What is being asked
Report every line of the entries below that contains the word "floral", copying each such line in full. Matches are case-sensitive.

Input for this task
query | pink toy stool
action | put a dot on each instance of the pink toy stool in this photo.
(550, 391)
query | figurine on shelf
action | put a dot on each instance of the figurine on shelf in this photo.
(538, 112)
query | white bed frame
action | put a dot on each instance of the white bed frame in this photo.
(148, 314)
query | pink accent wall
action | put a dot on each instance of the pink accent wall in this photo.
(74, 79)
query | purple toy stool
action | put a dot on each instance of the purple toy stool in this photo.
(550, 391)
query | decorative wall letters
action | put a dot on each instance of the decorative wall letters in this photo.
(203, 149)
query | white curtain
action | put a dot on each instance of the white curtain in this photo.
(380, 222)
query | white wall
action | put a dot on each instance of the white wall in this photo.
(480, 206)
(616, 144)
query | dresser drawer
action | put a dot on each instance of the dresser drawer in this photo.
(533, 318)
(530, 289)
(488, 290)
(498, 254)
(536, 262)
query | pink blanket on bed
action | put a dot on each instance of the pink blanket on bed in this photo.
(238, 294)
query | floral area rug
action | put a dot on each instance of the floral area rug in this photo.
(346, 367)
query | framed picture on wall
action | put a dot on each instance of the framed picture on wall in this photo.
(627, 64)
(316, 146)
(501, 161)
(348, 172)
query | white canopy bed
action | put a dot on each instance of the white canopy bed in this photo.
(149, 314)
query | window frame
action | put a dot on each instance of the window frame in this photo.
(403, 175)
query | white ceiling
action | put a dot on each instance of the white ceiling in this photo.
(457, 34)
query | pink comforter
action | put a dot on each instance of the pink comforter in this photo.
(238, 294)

* * *

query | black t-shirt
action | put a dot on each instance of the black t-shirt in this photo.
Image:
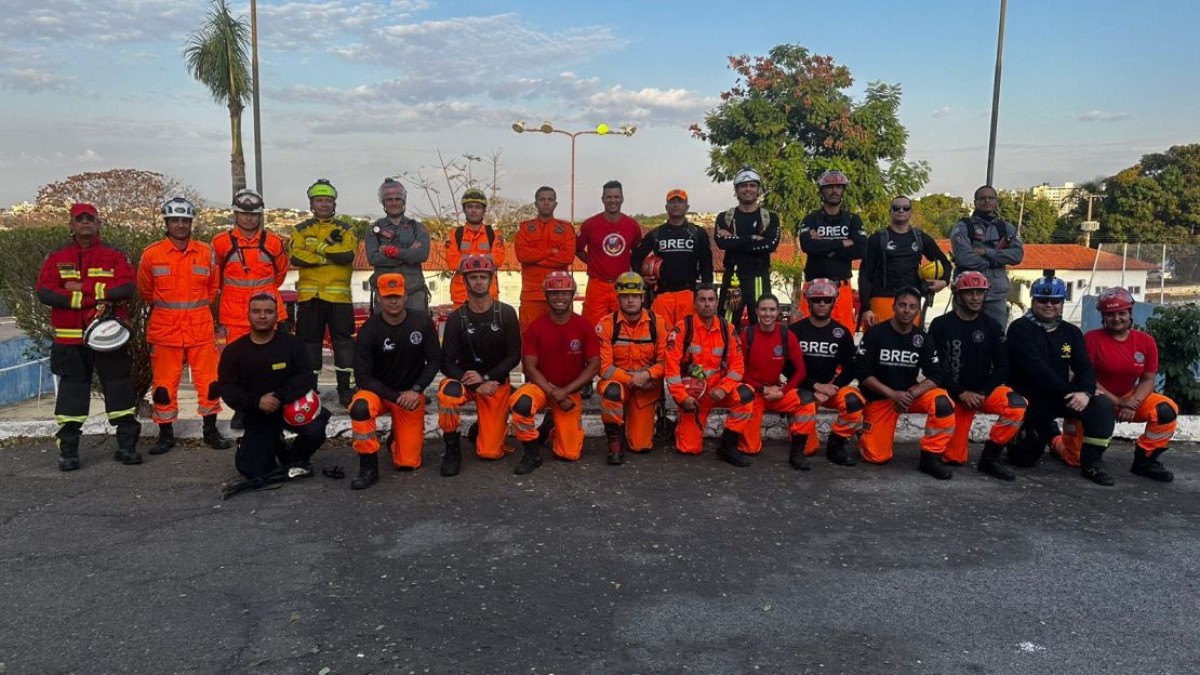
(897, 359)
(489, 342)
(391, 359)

Solved exercise
query | floral area rug
action | put a dot on each instance of the floral area rug in this photo.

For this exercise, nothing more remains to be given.